*DATASET EXCERPTS*:

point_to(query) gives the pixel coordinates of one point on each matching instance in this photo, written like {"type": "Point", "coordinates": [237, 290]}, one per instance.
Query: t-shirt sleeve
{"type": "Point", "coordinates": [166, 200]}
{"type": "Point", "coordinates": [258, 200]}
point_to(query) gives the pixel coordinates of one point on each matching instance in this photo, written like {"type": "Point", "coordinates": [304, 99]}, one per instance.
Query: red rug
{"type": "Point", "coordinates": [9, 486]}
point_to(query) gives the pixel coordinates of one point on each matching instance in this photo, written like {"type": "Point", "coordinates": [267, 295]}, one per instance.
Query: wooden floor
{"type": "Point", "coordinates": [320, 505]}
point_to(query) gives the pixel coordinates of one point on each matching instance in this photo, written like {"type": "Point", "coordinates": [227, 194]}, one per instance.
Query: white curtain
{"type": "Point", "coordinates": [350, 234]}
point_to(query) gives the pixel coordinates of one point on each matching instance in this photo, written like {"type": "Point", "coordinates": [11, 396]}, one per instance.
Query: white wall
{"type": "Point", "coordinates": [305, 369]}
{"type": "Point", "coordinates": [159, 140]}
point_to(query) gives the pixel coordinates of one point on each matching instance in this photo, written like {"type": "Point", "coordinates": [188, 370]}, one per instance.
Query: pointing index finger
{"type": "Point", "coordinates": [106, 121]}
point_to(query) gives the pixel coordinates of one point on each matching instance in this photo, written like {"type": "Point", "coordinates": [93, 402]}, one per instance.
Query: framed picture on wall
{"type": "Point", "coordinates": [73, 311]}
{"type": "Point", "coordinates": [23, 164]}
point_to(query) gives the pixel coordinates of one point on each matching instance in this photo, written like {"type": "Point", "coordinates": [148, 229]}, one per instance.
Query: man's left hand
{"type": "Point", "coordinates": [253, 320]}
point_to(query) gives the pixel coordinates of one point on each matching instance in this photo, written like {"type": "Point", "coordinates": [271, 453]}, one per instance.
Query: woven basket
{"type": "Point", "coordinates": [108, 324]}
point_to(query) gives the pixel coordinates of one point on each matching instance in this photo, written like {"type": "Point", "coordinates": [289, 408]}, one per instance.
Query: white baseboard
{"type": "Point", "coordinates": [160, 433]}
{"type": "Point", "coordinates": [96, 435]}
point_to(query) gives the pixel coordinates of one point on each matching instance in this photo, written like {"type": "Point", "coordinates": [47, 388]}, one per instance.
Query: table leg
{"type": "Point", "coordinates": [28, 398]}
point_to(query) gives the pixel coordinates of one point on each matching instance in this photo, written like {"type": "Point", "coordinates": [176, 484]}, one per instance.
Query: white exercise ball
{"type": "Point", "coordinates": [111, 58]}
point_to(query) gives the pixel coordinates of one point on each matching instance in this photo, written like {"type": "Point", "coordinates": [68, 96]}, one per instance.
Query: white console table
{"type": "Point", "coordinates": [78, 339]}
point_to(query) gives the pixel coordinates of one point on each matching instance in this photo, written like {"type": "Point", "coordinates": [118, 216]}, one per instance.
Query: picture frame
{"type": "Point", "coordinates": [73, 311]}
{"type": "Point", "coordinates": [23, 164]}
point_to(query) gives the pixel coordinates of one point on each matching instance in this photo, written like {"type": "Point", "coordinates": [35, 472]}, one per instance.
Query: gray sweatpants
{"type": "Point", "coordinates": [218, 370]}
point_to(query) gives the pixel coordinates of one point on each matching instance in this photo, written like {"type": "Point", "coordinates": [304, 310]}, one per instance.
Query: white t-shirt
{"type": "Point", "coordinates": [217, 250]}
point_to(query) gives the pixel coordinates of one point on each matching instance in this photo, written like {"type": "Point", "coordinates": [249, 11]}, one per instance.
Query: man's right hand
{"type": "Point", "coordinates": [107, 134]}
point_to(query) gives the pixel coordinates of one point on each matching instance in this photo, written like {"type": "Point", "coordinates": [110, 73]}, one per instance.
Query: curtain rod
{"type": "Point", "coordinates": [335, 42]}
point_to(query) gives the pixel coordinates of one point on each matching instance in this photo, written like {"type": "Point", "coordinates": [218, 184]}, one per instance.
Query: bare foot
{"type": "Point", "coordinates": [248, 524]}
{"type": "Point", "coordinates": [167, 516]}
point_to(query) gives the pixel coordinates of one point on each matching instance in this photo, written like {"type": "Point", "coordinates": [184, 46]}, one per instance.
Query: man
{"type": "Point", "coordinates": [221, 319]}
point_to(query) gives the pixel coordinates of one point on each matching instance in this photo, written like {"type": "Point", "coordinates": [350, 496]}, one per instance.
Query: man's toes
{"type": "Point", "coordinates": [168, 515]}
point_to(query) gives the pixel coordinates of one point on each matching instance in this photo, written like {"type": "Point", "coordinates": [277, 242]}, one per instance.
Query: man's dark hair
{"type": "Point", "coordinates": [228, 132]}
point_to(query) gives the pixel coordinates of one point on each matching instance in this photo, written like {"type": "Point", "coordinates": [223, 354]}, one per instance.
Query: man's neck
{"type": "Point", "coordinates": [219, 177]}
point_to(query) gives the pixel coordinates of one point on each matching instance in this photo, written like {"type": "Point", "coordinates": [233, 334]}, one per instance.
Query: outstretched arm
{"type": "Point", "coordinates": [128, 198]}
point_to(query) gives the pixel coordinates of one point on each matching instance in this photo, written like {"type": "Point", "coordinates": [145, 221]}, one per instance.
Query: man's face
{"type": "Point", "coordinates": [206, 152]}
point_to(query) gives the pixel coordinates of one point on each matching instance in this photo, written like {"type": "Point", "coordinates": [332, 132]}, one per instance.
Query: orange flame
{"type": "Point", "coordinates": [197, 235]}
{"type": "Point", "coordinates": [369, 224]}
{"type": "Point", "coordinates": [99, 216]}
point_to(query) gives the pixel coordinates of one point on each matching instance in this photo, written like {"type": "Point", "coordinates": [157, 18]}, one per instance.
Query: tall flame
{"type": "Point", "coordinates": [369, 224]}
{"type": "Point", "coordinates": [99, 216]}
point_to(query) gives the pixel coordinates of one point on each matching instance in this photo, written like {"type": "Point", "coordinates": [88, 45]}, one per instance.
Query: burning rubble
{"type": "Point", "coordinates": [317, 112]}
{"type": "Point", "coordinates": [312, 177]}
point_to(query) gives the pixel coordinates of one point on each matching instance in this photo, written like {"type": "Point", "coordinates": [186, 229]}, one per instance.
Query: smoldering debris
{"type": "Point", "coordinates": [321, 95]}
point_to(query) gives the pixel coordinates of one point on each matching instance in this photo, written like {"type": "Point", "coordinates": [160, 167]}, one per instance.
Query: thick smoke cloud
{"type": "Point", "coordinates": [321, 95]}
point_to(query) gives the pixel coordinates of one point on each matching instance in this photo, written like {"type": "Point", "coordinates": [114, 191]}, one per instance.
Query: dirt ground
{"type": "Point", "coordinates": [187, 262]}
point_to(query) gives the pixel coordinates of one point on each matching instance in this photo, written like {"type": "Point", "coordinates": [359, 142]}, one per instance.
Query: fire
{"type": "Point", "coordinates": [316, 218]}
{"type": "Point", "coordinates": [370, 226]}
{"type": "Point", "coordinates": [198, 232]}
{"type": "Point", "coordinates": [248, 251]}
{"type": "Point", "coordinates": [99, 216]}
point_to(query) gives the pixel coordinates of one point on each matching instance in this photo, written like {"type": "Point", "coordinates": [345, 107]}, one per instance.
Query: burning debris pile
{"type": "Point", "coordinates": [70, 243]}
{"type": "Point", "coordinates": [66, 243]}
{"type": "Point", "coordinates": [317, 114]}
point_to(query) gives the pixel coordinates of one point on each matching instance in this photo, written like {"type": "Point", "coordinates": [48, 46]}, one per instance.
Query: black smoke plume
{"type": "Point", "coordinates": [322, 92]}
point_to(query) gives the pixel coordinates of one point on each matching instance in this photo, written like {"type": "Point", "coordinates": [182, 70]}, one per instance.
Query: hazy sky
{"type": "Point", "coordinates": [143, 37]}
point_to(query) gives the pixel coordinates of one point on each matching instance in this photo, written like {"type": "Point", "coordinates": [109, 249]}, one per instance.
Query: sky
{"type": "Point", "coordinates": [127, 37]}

*TASK*: Locate every line in the records above that contains the string "burning" and copy each such line. Matching is case-sensitive.

*CORRECT OUTPUT*:
Query: burning rubble
Query: burning debris pile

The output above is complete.